┌──

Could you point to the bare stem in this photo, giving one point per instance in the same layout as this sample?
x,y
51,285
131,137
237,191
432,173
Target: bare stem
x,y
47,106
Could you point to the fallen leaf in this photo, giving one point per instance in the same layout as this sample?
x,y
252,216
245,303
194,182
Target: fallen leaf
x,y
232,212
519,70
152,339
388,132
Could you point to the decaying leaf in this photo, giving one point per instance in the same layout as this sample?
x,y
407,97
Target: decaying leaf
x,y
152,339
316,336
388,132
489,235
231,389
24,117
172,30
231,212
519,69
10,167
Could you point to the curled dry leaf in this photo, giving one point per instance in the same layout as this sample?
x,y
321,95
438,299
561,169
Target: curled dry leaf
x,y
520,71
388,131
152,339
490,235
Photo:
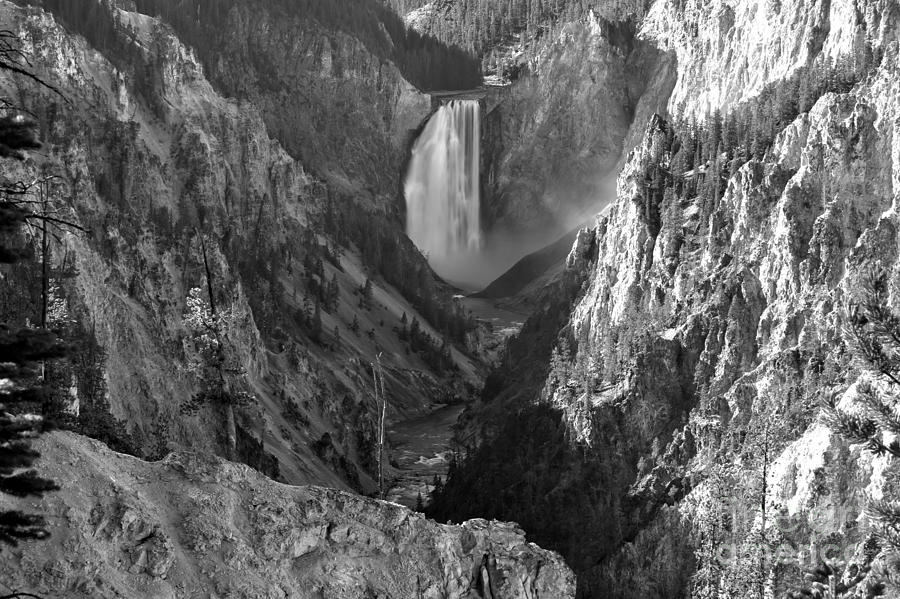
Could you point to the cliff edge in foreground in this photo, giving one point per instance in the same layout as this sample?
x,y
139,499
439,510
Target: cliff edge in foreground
x,y
192,525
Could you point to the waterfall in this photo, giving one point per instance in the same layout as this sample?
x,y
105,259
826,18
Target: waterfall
x,y
442,183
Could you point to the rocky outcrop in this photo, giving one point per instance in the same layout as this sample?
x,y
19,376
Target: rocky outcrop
x,y
160,168
727,51
710,325
562,127
195,526
741,302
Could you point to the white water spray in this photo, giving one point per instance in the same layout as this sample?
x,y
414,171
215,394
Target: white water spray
x,y
442,183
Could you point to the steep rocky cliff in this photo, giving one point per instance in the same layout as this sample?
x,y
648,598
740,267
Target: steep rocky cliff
x,y
192,525
689,443
178,186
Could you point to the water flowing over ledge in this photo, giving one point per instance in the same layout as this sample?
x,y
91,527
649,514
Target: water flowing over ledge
x,y
442,184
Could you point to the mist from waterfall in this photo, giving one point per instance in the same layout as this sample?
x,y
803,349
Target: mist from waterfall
x,y
442,186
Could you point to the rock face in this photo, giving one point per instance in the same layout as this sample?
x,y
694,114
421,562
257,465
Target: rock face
x,y
161,168
196,526
561,129
715,325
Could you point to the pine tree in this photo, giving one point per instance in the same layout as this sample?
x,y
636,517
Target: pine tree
x,y
21,349
366,294
873,334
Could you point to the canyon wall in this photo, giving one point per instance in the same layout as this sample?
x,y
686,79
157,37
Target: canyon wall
x,y
193,525
709,327
166,175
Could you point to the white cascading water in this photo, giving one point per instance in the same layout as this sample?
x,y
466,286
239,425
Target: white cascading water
x,y
442,183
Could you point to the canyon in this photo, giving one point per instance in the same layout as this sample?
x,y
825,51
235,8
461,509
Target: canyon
x,y
641,394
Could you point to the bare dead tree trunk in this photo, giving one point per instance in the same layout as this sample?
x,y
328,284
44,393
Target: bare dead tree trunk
x,y
765,475
381,430
381,406
45,268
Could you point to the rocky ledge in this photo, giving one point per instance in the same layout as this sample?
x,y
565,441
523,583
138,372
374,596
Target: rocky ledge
x,y
193,525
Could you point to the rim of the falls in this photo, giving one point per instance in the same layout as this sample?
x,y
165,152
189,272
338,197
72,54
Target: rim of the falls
x,y
442,186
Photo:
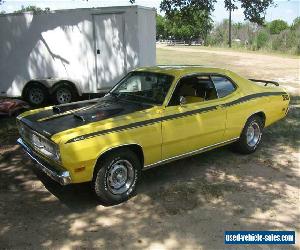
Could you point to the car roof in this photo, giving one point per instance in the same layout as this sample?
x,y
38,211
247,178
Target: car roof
x,y
179,70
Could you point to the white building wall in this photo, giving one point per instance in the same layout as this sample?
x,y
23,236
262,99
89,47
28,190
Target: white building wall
x,y
61,45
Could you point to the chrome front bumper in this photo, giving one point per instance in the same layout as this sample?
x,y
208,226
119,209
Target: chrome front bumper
x,y
55,172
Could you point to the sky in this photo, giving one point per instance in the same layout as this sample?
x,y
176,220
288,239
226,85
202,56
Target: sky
x,y
285,10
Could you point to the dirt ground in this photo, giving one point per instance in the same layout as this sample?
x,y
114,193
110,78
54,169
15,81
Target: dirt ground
x,y
187,204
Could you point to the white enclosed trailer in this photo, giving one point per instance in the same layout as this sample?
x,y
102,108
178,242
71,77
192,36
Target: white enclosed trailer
x,y
68,53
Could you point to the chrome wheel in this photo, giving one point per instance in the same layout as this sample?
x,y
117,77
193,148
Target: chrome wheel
x,y
63,95
120,177
36,95
253,134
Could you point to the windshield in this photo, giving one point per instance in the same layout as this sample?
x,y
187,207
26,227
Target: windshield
x,y
145,87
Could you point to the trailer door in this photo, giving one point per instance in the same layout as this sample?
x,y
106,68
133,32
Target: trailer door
x,y
109,46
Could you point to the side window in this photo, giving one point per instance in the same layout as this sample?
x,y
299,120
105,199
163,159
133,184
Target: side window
x,y
194,89
223,86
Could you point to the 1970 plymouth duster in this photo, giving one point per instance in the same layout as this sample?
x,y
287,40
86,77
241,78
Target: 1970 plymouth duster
x,y
154,115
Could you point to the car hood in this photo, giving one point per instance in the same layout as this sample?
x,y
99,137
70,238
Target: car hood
x,y
68,116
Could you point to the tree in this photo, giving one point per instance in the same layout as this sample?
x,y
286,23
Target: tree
x,y
33,9
254,10
276,26
193,26
161,30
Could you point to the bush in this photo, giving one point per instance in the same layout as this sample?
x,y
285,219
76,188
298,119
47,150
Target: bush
x,y
262,38
276,26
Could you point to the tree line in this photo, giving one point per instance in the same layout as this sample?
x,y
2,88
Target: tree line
x,y
276,35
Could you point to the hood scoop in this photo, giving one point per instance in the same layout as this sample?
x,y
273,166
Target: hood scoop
x,y
58,109
80,117
98,114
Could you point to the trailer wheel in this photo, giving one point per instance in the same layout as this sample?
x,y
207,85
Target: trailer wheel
x,y
35,94
64,94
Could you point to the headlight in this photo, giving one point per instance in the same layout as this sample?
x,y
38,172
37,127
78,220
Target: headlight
x,y
39,143
45,146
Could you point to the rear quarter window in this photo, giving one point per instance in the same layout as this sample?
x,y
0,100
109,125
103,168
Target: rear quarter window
x,y
223,86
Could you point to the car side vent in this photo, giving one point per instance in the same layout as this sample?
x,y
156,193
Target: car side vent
x,y
79,117
56,109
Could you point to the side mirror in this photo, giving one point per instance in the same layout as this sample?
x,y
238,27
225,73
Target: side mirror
x,y
182,100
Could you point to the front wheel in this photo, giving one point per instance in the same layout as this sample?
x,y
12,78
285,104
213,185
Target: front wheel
x,y
251,136
116,177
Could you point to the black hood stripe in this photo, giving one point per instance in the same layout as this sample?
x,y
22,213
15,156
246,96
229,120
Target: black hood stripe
x,y
175,116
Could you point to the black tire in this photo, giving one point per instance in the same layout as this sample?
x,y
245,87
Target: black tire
x,y
64,94
248,146
35,94
103,175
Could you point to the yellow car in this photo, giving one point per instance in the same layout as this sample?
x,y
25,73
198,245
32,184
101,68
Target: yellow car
x,y
154,115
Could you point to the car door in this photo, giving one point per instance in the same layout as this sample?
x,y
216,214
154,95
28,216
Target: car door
x,y
195,124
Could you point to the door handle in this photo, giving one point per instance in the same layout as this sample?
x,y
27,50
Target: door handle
x,y
220,106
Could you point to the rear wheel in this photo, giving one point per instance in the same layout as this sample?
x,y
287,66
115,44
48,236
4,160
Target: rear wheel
x,y
35,94
251,136
64,94
116,177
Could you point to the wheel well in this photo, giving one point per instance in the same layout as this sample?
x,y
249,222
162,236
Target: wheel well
x,y
64,83
261,115
137,149
30,83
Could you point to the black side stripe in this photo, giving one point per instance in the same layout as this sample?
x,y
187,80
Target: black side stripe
x,y
171,117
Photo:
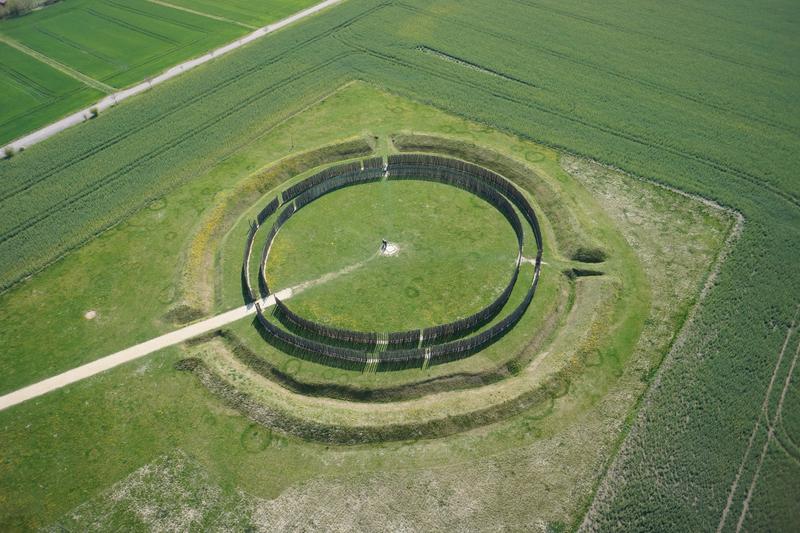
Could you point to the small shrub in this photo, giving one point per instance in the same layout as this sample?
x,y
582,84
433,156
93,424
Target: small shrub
x,y
589,255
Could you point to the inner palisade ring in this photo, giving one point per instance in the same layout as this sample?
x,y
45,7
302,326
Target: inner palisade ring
x,y
415,249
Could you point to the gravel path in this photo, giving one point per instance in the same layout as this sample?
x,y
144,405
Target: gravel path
x,y
114,98
134,352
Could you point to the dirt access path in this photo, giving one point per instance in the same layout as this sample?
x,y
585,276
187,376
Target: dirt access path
x,y
115,98
164,341
134,352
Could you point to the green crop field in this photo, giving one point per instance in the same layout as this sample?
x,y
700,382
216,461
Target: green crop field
x,y
244,11
113,44
32,93
650,386
118,43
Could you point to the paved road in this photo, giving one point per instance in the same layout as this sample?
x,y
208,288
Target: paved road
x,y
115,98
134,352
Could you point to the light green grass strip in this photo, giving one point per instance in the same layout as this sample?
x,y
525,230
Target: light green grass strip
x,y
200,13
83,78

└──

Please return, unchanged, the stretch of the records from the line containing "Could you point to the dirt access" through the end of the records.

Could you point to the dirt access path in this photo, giving one point per instance in the same layout as this sample?
x,y
585,276
187,376
Target: dirt access path
x,y
115,98
164,341
134,352
Could you point to the green crop field in this photo, giving one point per instance in the same layout as this sample?
x,y
700,382
216,461
Target: green crop field
x,y
244,11
113,44
32,93
650,386
118,43
Could you point to the paved road in this photo, giving one point per instance in the same layout as this sample?
x,y
208,288
Target: paved road
x,y
115,98
134,352
Could you point to the light green grass strip in this photo, giving one point per instance in the same layout as this sample?
x,y
525,230
Target: light green grass strip
x,y
200,13
83,78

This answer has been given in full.